Dataset excerpts:
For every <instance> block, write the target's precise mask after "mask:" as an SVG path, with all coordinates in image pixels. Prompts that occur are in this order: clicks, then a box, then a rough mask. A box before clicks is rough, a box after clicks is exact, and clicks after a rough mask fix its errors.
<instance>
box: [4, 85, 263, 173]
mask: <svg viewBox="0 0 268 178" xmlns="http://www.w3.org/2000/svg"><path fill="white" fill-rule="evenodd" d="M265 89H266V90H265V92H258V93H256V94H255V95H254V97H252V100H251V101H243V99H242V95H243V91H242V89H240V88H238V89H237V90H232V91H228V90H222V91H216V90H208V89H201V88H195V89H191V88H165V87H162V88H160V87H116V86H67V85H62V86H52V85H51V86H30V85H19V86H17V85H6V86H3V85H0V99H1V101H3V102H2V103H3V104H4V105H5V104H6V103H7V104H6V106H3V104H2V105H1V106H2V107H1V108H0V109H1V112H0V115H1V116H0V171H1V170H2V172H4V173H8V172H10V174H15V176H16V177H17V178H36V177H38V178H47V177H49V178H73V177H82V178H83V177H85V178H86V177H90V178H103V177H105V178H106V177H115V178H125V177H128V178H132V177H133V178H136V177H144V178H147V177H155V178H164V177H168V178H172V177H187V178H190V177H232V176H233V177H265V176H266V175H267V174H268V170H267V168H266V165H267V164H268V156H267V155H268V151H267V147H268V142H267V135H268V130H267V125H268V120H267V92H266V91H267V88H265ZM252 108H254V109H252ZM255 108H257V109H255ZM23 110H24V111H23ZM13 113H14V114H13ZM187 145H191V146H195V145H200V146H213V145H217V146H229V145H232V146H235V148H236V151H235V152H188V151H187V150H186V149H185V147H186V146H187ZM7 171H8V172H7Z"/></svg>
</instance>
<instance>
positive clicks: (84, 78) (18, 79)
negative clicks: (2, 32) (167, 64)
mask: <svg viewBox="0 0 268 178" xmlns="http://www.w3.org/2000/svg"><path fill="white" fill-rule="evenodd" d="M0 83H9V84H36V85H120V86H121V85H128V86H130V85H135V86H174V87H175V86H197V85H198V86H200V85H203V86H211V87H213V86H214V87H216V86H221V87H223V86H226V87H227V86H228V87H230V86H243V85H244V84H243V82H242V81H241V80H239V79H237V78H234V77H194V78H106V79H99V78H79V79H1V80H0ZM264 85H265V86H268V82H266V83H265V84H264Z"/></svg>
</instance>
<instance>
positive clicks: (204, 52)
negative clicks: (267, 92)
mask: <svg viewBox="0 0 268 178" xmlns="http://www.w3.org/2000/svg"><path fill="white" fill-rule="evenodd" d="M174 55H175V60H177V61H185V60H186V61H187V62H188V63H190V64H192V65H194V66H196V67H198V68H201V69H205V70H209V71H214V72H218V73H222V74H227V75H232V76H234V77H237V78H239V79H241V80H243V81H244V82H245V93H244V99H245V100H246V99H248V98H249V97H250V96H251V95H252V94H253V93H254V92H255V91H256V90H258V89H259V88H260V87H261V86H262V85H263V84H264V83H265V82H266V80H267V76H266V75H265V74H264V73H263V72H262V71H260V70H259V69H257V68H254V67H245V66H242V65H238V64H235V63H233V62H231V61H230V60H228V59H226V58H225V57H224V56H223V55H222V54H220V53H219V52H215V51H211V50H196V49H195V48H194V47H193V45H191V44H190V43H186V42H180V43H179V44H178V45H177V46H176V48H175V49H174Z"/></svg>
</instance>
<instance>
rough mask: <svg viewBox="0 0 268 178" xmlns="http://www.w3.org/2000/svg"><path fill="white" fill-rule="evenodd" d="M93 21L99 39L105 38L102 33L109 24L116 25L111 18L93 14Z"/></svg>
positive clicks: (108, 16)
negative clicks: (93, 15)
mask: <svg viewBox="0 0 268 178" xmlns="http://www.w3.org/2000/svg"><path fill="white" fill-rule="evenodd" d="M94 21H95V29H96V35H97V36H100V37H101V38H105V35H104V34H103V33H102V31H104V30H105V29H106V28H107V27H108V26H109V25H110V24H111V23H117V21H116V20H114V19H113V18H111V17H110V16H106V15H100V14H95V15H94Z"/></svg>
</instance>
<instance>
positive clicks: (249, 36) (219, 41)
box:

| Task instructions |
The records above must be transcribed in full, word for word.

| Problem solution |
For every <instance> block, write the target's precise mask after "mask:" as an SVG path, with all coordinates in image pixels. Prompts that occur are in this order: clicks, then a box, then a rough mask. A box before clicks is rough, a box after clicks is exact, and clicks after a rough mask fix its errors.
<instance>
box: [4, 85, 263, 173]
mask: <svg viewBox="0 0 268 178" xmlns="http://www.w3.org/2000/svg"><path fill="white" fill-rule="evenodd" d="M265 89H266V90H265V92H258V93H256V94H255V95H254V97H252V100H251V101H243V99H242V95H243V91H242V89H240V88H238V89H237V90H232V91H228V90H222V91H216V90H208V89H201V88H195V89H191V88H165V87H162V88H160V87H116V86H67V85H62V86H52V85H51V86H30V85H19V86H17V85H6V86H3V85H0V99H1V101H3V102H2V103H3V104H4V105H5V104H6V103H7V104H6V106H3V104H2V105H1V106H2V107H1V108H0V109H1V112H0V115H1V116H0V171H1V170H2V172H4V173H8V172H10V174H15V176H16V177H17V178H36V177H38V178H47V177H49V178H73V177H82V178H83V177H85V178H86V177H90V178H103V177H105V178H106V177H115V178H125V177H128V178H132V177H133V178H136V177H144V178H147V177H155V178H164V177H168V178H172V177H187V178H190V177H232V176H233V177H265V176H266V175H267V174H268V170H267V168H266V165H267V164H268V156H267V155H268V151H267V147H268V142H267V135H268V130H267V125H268V120H267V92H266V91H267V88H265ZM252 108H254V109H252ZM255 108H257V109H255ZM23 110H24V111H23ZM13 113H14V114H13ZM187 145H191V146H195V145H200V146H213V145H217V146H229V145H232V146H235V148H236V151H235V152H188V151H187V150H186V149H185V147H186V146H187ZM7 171H8V172H7Z"/></svg>
</instance>
<instance>
positive clicks: (84, 78) (18, 79)
negative clicks: (2, 32) (167, 64)
mask: <svg viewBox="0 0 268 178" xmlns="http://www.w3.org/2000/svg"><path fill="white" fill-rule="evenodd" d="M0 83H9V84H36V85H120V86H121V85H128V86H130V85H135V86H174V87H175V86H197V85H198V86H200V85H203V86H211V87H213V86H214V87H216V86H221V87H223V86H226V87H227V86H228V87H230V86H243V85H244V84H243V82H242V81H241V80H239V79H237V78H234V77H194V78H106V79H99V78H79V79H1V80H0ZM264 85H265V86H268V82H266V83H265V84H264Z"/></svg>
</instance>
<instance>
positive clicks: (204, 52)
negative clicks: (267, 92)
mask: <svg viewBox="0 0 268 178" xmlns="http://www.w3.org/2000/svg"><path fill="white" fill-rule="evenodd" d="M174 55H175V60H177V61H185V60H186V61H187V62H188V63H190V64H192V65H194V66H196V67H198V68H201V69H205V70H209V71H214V72H218V73H222V74H227V75H232V76H234V77H237V78H239V79H241V80H243V81H244V82H245V93H244V99H245V100H246V99H248V98H249V97H250V96H251V95H252V94H253V93H254V92H255V91H256V90H258V89H259V88H260V87H261V86H262V85H263V84H264V83H265V82H266V80H267V76H266V75H265V74H264V73H263V72H262V71H260V70H259V69H257V68H254V67H245V66H242V65H238V64H235V63H233V62H231V61H230V60H228V59H226V58H225V57H224V56H223V55H222V54H220V53H219V52H215V51H211V50H196V49H195V48H194V47H193V45H191V44H190V43H186V42H180V43H179V44H178V45H177V46H176V48H175V49H174Z"/></svg>
</instance>
<instance>
rough mask: <svg viewBox="0 0 268 178" xmlns="http://www.w3.org/2000/svg"><path fill="white" fill-rule="evenodd" d="M93 21L99 39L105 38L102 33L109 24L116 25L111 18L93 14Z"/></svg>
positive clicks: (108, 16)
negative clicks: (93, 15)
mask: <svg viewBox="0 0 268 178" xmlns="http://www.w3.org/2000/svg"><path fill="white" fill-rule="evenodd" d="M94 21H95V29H96V35H97V36H100V37H101V38H105V35H104V34H103V33H102V31H104V30H105V29H106V28H107V27H108V26H109V25H110V24H111V23H117V21H116V20H114V19H113V18H111V17H110V16H106V15H100V14H95V15H94Z"/></svg>
</instance>
<instance>
positive clicks: (249, 36) (219, 41)
box:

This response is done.